**TASK OBJECTIVE**
Pick out every line in the listing below that contains the word "white", and copy each one out in full.

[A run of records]
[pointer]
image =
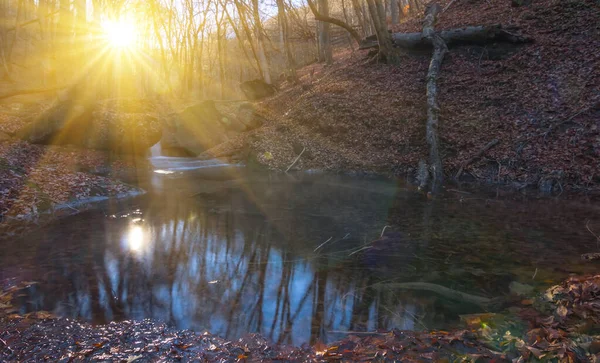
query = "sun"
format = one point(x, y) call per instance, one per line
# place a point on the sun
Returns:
point(119, 34)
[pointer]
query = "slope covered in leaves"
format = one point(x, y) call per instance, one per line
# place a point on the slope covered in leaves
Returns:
point(541, 100)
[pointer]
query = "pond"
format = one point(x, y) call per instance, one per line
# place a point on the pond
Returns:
point(291, 256)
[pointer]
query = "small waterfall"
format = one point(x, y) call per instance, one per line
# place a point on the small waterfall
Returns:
point(156, 150)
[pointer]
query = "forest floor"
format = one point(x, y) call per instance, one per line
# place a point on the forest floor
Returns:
point(541, 101)
point(558, 326)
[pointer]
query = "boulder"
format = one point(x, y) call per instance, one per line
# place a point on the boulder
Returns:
point(247, 115)
point(98, 125)
point(195, 129)
point(257, 89)
point(203, 126)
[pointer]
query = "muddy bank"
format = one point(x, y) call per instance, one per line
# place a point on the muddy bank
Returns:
point(560, 325)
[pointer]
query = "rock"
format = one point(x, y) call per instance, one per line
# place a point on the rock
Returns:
point(198, 128)
point(100, 125)
point(4, 137)
point(257, 89)
point(247, 115)
point(519, 289)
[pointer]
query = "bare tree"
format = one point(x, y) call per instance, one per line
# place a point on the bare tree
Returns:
point(387, 52)
point(289, 57)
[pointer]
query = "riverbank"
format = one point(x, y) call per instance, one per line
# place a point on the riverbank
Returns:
point(559, 325)
point(538, 101)
point(39, 183)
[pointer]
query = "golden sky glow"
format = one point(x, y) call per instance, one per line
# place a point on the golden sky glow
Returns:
point(119, 34)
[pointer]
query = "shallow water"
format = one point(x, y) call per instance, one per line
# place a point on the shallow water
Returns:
point(289, 256)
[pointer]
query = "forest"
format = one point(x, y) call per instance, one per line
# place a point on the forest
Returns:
point(300, 180)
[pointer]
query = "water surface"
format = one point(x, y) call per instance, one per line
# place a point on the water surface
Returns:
point(290, 256)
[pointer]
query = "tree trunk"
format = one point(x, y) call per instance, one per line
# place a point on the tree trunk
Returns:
point(262, 57)
point(327, 19)
point(289, 57)
point(325, 54)
point(359, 15)
point(395, 12)
point(471, 35)
point(433, 108)
point(386, 48)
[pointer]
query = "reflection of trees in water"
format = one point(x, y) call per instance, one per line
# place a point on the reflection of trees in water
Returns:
point(227, 268)
point(223, 272)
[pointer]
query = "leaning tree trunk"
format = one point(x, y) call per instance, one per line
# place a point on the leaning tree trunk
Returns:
point(289, 56)
point(433, 109)
point(262, 56)
point(386, 47)
point(395, 12)
point(471, 35)
point(325, 52)
point(321, 17)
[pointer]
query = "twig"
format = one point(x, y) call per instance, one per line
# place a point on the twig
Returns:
point(322, 244)
point(587, 225)
point(383, 231)
point(555, 126)
point(488, 146)
point(355, 332)
point(295, 160)
point(442, 290)
point(364, 248)
point(447, 6)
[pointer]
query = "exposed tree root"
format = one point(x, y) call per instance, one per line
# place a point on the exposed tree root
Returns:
point(438, 289)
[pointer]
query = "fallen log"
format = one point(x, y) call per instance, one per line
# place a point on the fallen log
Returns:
point(472, 35)
point(29, 91)
point(433, 108)
point(441, 290)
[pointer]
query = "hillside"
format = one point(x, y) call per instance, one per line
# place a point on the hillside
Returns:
point(541, 101)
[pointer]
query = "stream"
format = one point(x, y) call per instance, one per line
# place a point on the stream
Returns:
point(219, 248)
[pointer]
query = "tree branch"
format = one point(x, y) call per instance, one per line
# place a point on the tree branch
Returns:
point(328, 19)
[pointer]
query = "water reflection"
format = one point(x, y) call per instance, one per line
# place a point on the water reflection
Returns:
point(250, 257)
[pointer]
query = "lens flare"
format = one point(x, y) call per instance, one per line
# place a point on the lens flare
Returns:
point(119, 34)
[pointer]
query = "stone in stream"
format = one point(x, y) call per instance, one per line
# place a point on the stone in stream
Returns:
point(257, 89)
point(104, 125)
point(202, 126)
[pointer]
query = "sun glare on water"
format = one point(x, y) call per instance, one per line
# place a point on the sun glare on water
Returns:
point(119, 34)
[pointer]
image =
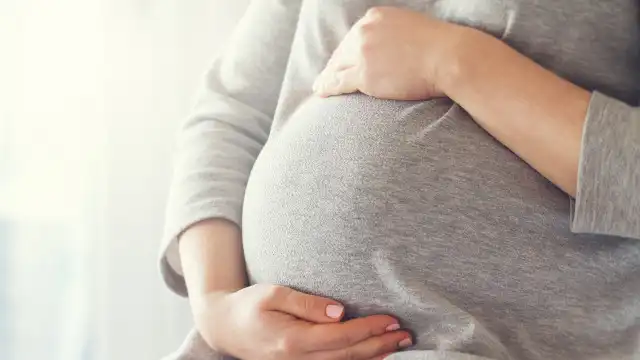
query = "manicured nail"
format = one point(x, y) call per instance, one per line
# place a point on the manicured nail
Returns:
point(393, 327)
point(334, 311)
point(405, 343)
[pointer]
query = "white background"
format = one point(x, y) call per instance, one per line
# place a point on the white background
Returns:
point(92, 93)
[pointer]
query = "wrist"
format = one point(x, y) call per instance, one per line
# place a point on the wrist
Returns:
point(459, 53)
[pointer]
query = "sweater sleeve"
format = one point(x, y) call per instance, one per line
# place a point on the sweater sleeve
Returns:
point(608, 194)
point(228, 127)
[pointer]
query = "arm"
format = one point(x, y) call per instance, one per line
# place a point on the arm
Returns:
point(218, 145)
point(535, 113)
point(586, 143)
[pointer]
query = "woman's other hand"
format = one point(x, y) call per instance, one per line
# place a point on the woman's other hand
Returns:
point(390, 53)
point(276, 323)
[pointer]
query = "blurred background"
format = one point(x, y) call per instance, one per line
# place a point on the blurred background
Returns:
point(92, 93)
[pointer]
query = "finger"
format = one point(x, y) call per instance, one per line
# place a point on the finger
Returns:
point(374, 347)
point(341, 82)
point(322, 337)
point(382, 357)
point(303, 306)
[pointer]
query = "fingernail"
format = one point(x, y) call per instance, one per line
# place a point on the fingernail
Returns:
point(334, 311)
point(405, 343)
point(393, 327)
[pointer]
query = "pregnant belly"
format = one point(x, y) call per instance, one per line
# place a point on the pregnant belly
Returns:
point(410, 208)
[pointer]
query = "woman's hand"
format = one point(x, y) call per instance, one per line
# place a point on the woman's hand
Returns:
point(265, 322)
point(390, 53)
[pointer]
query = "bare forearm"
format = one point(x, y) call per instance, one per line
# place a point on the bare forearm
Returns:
point(532, 111)
point(212, 257)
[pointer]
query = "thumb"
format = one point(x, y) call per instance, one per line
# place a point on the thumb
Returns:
point(336, 83)
point(304, 306)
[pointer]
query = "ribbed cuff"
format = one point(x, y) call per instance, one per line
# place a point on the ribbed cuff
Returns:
point(608, 193)
point(170, 263)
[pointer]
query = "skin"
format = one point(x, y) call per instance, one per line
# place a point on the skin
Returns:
point(392, 54)
point(532, 111)
point(265, 322)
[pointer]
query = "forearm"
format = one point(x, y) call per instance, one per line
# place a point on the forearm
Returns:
point(535, 113)
point(212, 258)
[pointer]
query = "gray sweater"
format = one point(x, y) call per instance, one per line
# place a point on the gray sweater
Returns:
point(412, 209)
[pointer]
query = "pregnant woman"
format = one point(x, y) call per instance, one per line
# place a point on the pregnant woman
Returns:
point(430, 179)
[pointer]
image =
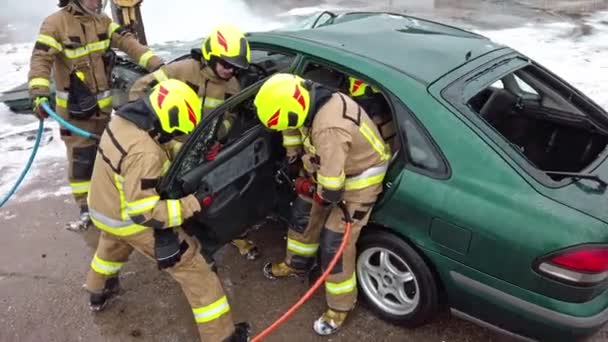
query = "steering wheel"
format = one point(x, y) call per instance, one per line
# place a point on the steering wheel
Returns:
point(259, 70)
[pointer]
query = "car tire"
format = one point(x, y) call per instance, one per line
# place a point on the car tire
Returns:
point(394, 280)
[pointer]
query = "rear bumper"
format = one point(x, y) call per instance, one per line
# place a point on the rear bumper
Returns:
point(541, 318)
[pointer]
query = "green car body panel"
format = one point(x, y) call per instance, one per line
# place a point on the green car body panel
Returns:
point(479, 219)
point(483, 222)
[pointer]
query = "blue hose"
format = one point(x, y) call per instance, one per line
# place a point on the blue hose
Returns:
point(27, 167)
point(47, 108)
point(51, 112)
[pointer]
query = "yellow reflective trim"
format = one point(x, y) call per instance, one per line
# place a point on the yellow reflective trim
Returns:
point(292, 140)
point(376, 143)
point(126, 230)
point(166, 166)
point(160, 75)
point(226, 124)
point(346, 286)
point(50, 41)
point(112, 28)
point(145, 58)
point(211, 102)
point(142, 205)
point(300, 248)
point(212, 311)
point(123, 203)
point(331, 183)
point(61, 102)
point(104, 267)
point(174, 208)
point(362, 183)
point(87, 49)
point(105, 102)
point(79, 188)
point(39, 82)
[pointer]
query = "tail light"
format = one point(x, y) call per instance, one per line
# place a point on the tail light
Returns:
point(581, 265)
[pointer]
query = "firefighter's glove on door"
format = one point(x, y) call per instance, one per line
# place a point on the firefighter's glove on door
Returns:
point(213, 152)
point(38, 110)
point(304, 186)
point(167, 249)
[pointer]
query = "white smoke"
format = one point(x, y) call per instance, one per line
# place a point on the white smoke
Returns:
point(191, 19)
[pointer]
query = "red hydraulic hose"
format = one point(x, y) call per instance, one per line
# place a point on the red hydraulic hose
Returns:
point(316, 285)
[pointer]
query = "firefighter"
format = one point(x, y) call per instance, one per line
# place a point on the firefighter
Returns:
point(210, 71)
point(124, 204)
point(349, 162)
point(375, 105)
point(75, 45)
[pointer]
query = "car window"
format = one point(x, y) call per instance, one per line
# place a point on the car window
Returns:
point(265, 62)
point(421, 153)
point(224, 129)
point(375, 104)
point(545, 122)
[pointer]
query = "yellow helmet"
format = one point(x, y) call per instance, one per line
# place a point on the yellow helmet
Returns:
point(228, 44)
point(357, 88)
point(283, 102)
point(177, 106)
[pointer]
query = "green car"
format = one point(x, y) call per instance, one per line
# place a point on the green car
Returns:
point(495, 202)
point(494, 205)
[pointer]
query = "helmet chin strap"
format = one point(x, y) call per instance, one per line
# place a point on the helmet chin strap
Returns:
point(97, 12)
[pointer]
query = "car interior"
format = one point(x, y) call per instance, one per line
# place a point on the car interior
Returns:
point(554, 127)
point(250, 176)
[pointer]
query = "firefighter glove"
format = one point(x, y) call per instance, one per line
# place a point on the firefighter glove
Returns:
point(38, 110)
point(213, 151)
point(167, 249)
point(304, 186)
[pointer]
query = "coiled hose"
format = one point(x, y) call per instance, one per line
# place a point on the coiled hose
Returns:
point(348, 225)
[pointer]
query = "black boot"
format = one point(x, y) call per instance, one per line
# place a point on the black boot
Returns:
point(241, 333)
point(98, 301)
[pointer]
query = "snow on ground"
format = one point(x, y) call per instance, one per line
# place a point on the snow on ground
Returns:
point(14, 65)
point(579, 55)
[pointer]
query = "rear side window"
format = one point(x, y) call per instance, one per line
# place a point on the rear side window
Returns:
point(540, 120)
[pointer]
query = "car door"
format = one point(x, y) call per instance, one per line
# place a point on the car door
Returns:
point(245, 182)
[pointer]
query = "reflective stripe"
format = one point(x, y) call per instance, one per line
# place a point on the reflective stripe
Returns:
point(212, 311)
point(142, 205)
point(118, 180)
point(112, 28)
point(113, 226)
point(87, 49)
point(50, 41)
point(167, 165)
point(174, 208)
point(211, 102)
point(104, 99)
point(39, 82)
point(332, 183)
point(145, 58)
point(226, 124)
point(160, 75)
point(372, 176)
point(346, 286)
point(79, 188)
point(107, 268)
point(376, 143)
point(300, 248)
point(292, 140)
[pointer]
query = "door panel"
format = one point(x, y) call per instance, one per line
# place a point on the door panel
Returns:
point(242, 178)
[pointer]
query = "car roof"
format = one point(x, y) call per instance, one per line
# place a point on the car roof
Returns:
point(423, 49)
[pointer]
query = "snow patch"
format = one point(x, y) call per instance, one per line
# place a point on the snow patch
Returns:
point(576, 53)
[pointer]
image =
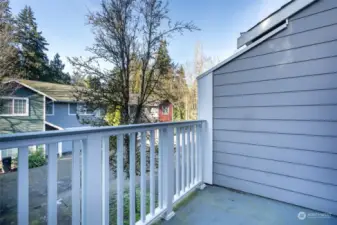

**OUTPUT OF THE TASK**
query = "white background"
# place a point on the white background
query = "white smoke"
# place a point on the white smoke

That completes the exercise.